WHAT THE TASK REQUIRES: Check every line of the material for the word "Each". Copy those that have it.

SUPPLIED DATA:
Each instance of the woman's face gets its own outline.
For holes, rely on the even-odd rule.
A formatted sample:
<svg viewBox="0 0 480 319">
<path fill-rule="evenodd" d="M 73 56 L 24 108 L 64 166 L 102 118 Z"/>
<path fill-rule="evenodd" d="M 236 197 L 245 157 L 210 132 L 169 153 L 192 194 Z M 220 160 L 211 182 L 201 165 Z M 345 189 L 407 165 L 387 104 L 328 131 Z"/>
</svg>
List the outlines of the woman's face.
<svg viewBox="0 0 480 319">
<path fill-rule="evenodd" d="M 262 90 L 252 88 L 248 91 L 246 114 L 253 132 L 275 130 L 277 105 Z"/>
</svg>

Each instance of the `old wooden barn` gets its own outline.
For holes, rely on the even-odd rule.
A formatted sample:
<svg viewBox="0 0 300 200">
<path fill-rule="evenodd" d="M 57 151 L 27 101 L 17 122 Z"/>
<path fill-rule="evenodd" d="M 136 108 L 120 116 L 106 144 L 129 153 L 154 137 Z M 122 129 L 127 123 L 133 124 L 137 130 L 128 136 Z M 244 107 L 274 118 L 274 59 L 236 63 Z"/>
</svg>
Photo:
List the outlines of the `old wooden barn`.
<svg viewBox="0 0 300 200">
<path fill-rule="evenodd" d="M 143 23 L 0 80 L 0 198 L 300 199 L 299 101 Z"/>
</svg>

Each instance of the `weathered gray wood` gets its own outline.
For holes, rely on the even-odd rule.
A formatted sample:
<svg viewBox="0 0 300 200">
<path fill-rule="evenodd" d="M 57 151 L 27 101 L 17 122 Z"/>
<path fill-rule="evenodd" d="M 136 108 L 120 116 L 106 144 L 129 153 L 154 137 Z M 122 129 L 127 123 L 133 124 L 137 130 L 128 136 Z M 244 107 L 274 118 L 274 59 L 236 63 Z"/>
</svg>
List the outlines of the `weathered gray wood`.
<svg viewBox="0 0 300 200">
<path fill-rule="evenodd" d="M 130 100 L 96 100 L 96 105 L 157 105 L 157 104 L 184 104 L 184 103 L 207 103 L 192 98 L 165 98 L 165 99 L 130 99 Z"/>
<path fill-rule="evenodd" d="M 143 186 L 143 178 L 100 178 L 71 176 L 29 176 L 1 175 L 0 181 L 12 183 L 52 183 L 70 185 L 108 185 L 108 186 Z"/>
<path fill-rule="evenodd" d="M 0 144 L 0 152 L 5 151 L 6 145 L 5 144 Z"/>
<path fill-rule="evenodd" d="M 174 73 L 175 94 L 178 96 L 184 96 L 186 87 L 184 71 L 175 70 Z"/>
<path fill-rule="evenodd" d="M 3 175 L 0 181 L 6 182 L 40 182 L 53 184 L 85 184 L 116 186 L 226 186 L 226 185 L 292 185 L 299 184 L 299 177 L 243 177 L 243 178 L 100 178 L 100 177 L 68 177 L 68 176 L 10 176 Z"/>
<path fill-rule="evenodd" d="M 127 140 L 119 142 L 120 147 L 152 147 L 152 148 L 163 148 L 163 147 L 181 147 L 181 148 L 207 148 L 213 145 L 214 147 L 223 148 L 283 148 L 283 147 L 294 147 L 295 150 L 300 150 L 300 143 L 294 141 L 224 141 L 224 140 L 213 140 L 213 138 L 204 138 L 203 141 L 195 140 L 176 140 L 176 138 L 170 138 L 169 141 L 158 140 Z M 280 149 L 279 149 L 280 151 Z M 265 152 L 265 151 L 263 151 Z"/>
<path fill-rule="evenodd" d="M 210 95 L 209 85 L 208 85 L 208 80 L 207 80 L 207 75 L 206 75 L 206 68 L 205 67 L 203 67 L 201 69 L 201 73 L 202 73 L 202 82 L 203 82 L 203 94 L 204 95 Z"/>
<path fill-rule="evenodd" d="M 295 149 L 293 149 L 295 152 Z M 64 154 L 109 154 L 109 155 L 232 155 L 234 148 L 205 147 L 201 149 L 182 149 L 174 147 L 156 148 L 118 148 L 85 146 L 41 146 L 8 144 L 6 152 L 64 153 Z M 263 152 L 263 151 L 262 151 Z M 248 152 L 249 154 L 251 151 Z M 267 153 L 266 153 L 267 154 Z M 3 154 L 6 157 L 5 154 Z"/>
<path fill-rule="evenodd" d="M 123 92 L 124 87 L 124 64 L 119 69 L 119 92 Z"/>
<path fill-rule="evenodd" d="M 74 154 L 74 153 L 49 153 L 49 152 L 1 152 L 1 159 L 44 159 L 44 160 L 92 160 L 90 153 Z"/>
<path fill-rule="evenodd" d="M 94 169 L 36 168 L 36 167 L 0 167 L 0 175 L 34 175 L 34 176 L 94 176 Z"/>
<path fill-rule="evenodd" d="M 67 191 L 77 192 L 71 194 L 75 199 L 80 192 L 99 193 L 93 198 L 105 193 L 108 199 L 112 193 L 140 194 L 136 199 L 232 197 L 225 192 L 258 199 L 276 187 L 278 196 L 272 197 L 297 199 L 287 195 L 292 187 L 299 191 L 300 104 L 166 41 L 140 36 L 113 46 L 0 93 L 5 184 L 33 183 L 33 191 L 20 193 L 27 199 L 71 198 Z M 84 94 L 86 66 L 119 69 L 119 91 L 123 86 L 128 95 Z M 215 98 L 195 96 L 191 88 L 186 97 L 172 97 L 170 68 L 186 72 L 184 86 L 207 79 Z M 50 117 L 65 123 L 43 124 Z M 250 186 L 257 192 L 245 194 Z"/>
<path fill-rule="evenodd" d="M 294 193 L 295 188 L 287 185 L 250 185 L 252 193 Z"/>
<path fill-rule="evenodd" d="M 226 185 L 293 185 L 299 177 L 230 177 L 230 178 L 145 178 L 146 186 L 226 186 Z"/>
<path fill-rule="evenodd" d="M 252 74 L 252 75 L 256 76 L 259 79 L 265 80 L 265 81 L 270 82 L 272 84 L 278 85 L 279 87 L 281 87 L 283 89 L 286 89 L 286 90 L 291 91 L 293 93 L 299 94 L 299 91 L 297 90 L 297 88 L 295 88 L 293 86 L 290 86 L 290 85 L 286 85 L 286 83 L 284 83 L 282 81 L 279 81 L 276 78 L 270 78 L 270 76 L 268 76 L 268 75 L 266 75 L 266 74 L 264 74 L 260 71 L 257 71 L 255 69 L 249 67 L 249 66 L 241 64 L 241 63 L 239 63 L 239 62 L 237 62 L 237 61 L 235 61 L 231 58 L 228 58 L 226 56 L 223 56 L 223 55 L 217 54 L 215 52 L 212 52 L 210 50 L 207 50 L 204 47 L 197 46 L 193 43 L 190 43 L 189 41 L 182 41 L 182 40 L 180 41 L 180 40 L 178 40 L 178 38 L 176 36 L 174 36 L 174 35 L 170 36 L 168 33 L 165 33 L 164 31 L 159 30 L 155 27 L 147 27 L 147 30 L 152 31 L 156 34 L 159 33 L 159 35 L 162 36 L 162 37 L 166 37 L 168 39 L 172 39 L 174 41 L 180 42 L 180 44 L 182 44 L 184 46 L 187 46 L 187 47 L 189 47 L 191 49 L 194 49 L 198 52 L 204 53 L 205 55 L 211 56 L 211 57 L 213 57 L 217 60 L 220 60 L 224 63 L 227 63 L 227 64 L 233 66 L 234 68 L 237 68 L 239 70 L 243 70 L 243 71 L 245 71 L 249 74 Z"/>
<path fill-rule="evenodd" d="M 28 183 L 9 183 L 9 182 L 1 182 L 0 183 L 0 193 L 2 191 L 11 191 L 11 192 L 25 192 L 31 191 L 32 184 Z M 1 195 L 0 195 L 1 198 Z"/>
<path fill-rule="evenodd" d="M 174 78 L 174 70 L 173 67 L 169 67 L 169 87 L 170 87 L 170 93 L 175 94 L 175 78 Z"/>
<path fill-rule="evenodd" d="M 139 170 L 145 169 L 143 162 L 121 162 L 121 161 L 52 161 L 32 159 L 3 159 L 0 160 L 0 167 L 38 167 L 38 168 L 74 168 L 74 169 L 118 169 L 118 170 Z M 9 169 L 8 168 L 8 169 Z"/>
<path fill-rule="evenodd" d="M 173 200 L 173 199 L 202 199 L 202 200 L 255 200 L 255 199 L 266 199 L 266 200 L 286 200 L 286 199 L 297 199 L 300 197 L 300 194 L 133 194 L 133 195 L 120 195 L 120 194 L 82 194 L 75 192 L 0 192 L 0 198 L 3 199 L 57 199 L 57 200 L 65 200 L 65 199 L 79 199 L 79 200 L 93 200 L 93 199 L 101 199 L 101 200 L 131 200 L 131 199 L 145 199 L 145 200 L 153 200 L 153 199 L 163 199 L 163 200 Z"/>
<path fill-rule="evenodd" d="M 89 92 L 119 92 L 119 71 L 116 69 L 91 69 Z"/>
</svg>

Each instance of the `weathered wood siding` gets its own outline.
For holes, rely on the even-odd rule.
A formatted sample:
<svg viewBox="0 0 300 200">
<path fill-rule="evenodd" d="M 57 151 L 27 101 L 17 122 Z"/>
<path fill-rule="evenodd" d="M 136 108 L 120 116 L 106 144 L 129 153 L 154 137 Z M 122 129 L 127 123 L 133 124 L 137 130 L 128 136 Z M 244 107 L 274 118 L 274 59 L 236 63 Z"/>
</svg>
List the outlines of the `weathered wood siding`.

SOLUTION TO THE PROBLEM:
Each instance of the woman's face gets its own outline.
Each instance of the `old wooden barn` gets its own outline.
Each instance of the `weathered gray wood` gets its own outline.
Each instance of the `weathered wood siding` gets its own outline.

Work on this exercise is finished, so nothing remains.